● **What is required**
After locating the line containing "negative clicks: (426, 273) (442, 292)", transcribe that line and all following lines exactly, stopping only at the end of the records.

● **Working data**
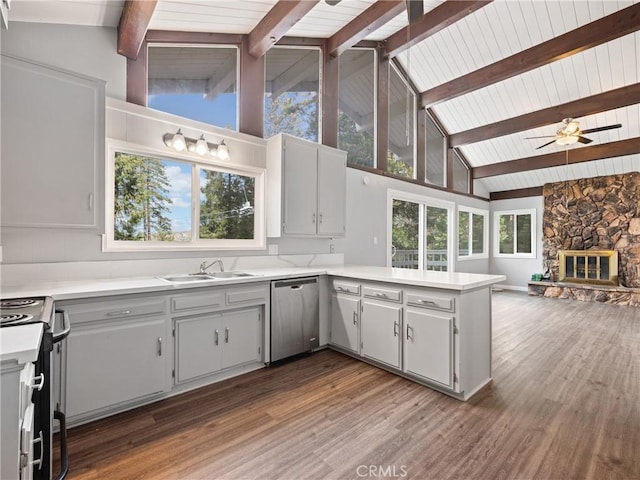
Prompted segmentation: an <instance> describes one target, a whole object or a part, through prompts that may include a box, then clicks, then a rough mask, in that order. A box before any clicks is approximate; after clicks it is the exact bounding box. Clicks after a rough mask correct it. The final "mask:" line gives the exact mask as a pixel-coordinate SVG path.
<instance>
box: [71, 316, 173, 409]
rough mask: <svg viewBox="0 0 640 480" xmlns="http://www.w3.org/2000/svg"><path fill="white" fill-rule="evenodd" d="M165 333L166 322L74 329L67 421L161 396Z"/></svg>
mask: <svg viewBox="0 0 640 480" xmlns="http://www.w3.org/2000/svg"><path fill="white" fill-rule="evenodd" d="M164 332H165V319H164V318H152V319H147V320H133V319H128V320H127V321H126V322H117V323H111V324H109V325H104V324H103V325H100V326H92V325H82V326H76V327H74V329H72V331H71V334H70V335H69V337H68V338H67V398H66V409H67V411H66V413H67V416H68V417H73V416H75V415H80V414H83V413H86V412H90V411H92V410H96V409H100V408H104V407H109V406H113V405H116V404H118V403H121V402H127V401H130V400H133V399H136V398H140V397H145V396H148V395H151V394H154V393H158V392H161V391H162V390H163V389H164V385H165V375H166V368H165V365H166V364H165V358H164V355H166V354H167V349H166V348H164V347H165V346H164V345H162V339H163V337H164Z"/></svg>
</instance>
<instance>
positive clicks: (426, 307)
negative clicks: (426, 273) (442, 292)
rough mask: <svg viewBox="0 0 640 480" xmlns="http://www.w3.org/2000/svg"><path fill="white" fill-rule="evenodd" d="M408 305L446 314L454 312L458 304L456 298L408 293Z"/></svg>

● **Worked solution**
negative clicks: (426, 273) (442, 292)
rough mask: <svg viewBox="0 0 640 480" xmlns="http://www.w3.org/2000/svg"><path fill="white" fill-rule="evenodd" d="M408 305L446 314L454 312L458 304L456 298L408 293Z"/></svg>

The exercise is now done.